16:49:27.091 [main] INFO deepnetts.core.DeepNetts - TRAINING NEURAL NETWORK
16:49:27.091 [main] INFO deepnetts.core.DeepNetts - ------------------------------------------------------------------------
16:49:27.100 [main] INFO deepnetts.core.DeepNetts - Epoch:1, Time:6ms, TrainError:0.8584314, TrainErrorChange:0.8584314, TrainAccuracy: 0.5252525
16:49:27.103 [main] INFO deepnetts.core.DeepNetts - Epoch:2, Time:3ms, TrainError:0.52278274, TrainErrorChange:-0.33564866, TrainAccuracy: 0.52820516
16:49:27.911 [main] INFO deepnetts.core.DeepNetts - Epoch:3031, Time:0ms, TrainError:0.029988592, TrainErrorChange:-0.015680967, TrainAccuracy: 1.0
16:49:27.911 [main] INFO deepnetts.core.DeepNetts - Total Training Time: 820ms
16:49:27.911 [main] INFO deepnetts.core.DeepNetts - ------------------------------------------------------------------------
Accuracy: 0.95681506 (How often is classifier correct in total)
Precision: 0.974359 (How often is classifier correct when it gives positive prediction)
F1Score: 0.974359 (Harmonic average (balance) of precision and recall)
Recall: 0.974359 (When it is actually positive class, how often does it give positive prediction)

                          none    Iris-setosaIris-versicolor Iris-virginica
           none              0              0              0              0
    Iris-setosa              0             14              0              0
Iris-versicolor              0              0             18              1
 Iris-virginica              0              0              0             12

real	0m3.160s
user	0m10.156s
sys	0m0.483s

This is faster than DeepLearning4j and similar to Encog. This is to be expected given our small data set and isn't indicative of performance for larger problems.

Another plus is the dependency list. It isn't quite the single jar situation as we saw with Encog but not far off. There is the Encog jar, the JSR381 VisRec API which is in a separate jar, and a handful of logging jars.

--------------------

Written task 1: Using the iris classifier write-up, say yes or no to each statement and quote the words from the write-up that settle it: (a) The speed result is offered as a sign of how it would do on larger problems. (b) Precision and recall have the same value. (c) The dependency list comes down to a single jar.
Written task 2: Retype the part of the iris classifier write-up starting at "F1Score: 0.974359 (Harmonic" and ending at "for larger problems.".

Data extract:
--------------------

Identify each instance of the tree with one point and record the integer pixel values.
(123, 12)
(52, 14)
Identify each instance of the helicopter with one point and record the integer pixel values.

--------------------

Task result 1:
(a) No: "isn't indicative of performance for larger problems."
(b) Yes: "Precision: 0.974359" and "Recall: 0.974359"
(c) No: "It isn't quite the single jar situation"

Task result 2:
F1Score: 0.974359 (Harmonic average (balance) of precision and recall)
Recall: 0.974359 (When it is actually positive class, how often does it give positive prediction)

                          none    Iris-setosaIris-versicolor Iris-virginica
           none              0              0              0              0
    Iris-setosa              0             14              0              0
Iris-versicolor              0              0             18              1
 Iris-virginica              0              0              0             12

real	0m3.160s
user	0m10.156s
sys	0m0.483s

This is faster than DeepLearning4j and similar to Encog. This is to be expected given our small data set and isn't indicative of performance for larger problems.